[[ Document segment open ]]

Bank of America Banker Revolt Spurs Retreat on Bonus Plan for Veteran Staff
(Bloomberg) -- Bank of America Corp. scrapped a proposed bonus policy this week after it provoked the ire of high-earning traders and dealmakers, some of whom could have missed out on a big chunk of their compensation.
The company told veteran employees Wednesday it was reversing course on the plan, which was introduced just last week, according to a person familiar with the matter. The change would have forced some long-tenured staff eligible for retirement to forfeit a major portion of their 2020 bonus. Chief Executive Officer Brian Moynihan, Chief Operating Officer Tom Montag and Chief Human Resources Officer Sheri Bronstein were among the leaders who decided to abandon the idea.
Other compensation changes that sparked anger in the investment-banking and trading divisions remain in place, according to people with knowledge of the matter. Cash portions of bonuses were still reduced, with the rest paid in company stock, according to the people, who asked not to be identified discussing pay. Vesting periods for stock awards were lengthened to four years from three, which was comparable to competitors’ policies, they said.
The tweaks apply to high earners, including those who make more than $1 million, although individual pay packages vary.
Investment bankers and traders who produce big profits typically expect comparable bumps in their bonuses. Not so during the pandemic. A picture of restraint is emerging after U.S. banking behemoths reaped a windfall from their Wall Street operations while consumer divisions came under pressure from high unemployment and shuttered businesses. Industry leaders, who’ve been frugal with compensation after navigating last year’s gyrating markets, are talking up the need for cost discipline, sparking angst among rainmakers.
Bank of America’s now-scrapped policy applied to staff looking to retire. Typically, senior executives are allowed to leave and have unpaid shares vest if their age plus number of years at the firm exceeds 60. But for 2020 bonuses, the bank gave staff a large portion of stock that would have been forfeited by those who took early retirement. Wednesday’s changes make the stock awards eligible for those retirees.

[[ Document segment closed ]]
[[ Given information open ]]

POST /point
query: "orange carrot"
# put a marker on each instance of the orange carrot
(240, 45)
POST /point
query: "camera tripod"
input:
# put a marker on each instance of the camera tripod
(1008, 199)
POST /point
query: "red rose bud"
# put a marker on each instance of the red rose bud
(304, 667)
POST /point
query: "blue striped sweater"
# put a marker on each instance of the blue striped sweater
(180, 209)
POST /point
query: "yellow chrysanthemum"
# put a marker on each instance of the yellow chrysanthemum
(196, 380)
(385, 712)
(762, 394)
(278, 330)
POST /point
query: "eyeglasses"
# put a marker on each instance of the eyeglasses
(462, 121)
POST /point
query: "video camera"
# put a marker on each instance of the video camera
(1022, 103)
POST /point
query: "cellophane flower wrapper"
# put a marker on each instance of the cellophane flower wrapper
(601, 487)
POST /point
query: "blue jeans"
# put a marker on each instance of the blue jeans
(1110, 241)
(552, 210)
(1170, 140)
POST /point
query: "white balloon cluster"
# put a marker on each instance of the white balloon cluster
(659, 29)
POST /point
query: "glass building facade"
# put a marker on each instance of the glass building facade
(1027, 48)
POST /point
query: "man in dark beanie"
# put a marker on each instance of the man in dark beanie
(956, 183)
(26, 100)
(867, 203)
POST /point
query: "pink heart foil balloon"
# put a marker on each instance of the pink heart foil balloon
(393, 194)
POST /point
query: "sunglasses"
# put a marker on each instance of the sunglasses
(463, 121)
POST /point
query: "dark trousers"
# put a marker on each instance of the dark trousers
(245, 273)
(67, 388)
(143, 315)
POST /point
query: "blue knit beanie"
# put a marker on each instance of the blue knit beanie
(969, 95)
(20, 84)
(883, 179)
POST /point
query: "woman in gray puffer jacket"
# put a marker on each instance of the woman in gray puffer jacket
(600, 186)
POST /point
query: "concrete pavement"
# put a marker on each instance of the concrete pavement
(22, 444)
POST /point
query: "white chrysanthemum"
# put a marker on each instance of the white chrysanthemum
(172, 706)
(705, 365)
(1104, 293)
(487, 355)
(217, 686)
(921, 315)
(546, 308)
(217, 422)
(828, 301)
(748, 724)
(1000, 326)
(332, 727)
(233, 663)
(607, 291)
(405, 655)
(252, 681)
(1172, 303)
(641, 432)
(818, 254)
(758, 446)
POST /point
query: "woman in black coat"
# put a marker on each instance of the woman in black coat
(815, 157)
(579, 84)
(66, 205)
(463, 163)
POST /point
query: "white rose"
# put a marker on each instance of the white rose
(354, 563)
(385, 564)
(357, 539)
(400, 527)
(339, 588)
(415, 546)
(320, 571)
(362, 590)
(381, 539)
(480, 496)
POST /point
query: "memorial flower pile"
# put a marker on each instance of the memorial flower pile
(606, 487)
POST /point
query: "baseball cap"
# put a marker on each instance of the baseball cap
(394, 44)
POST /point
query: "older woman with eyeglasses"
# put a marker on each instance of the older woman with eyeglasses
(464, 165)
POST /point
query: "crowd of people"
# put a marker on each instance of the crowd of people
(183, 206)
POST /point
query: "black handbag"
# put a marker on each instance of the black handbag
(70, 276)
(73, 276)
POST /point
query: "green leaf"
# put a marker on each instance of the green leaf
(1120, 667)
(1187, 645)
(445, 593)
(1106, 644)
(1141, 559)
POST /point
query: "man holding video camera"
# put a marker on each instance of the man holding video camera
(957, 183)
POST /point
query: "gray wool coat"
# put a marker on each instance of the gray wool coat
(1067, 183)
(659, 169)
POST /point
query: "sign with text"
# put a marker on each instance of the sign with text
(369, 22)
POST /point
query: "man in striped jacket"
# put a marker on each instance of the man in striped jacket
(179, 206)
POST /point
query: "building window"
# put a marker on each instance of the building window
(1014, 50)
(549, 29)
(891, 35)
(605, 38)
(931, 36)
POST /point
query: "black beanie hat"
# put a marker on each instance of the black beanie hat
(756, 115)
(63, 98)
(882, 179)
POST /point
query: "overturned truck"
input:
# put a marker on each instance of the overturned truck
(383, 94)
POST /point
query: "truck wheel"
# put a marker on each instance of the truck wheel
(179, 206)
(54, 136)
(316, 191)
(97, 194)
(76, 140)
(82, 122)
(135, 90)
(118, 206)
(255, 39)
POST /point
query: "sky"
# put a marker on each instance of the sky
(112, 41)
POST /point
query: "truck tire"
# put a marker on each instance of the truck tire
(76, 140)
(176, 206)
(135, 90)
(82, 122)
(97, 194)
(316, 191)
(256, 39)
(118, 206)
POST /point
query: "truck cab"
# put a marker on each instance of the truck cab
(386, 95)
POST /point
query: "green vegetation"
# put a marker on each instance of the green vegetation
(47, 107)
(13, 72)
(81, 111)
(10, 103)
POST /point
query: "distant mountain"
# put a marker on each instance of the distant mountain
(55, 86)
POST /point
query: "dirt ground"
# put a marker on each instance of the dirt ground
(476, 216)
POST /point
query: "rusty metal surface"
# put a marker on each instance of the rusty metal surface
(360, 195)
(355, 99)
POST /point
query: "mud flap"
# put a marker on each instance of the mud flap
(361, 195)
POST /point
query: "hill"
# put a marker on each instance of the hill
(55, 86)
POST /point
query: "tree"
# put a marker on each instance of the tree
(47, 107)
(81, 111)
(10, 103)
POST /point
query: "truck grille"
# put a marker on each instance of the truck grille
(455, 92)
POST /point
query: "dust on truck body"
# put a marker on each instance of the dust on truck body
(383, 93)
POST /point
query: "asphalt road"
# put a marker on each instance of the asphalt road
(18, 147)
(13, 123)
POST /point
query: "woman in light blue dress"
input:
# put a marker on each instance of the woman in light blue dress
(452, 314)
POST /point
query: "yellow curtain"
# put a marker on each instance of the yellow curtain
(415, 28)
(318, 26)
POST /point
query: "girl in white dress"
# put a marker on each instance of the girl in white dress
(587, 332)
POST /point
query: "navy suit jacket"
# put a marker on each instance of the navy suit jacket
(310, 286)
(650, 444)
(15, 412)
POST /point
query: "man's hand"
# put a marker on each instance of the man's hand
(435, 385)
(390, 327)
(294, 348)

[[ Given information closed ]]

**Work instructions:**
1. Answer these questions from the Bank of America bonus article:
(a) On what day did the company tell veteran employees it was reversing course on the plan?
(b) Vesting periods for stock awards were lengthened to how many years?
(c) Under the usual rule for senior executives, what number must age plus years at the firm exceed?
2. Rewrite the Bank of America bonus article between "Bank of America Banker" and "of their compensation.", inclusive, with "dealmakers" replaced by "rainmakers".

**Answers provided:**
1.
(a) Wednesday
(b) Four years
(c) 60

2.
Bank of America Banker Revolt Spurs Retreat on Bonus Plan for Veteran Staff
(Bloomberg) -- Bank of America Corp. scrapped a proposed bonus policy this week after it provoked the ire of high-earning traders and rainmakers, some of whom could have missed out on a big chunk of their compensation.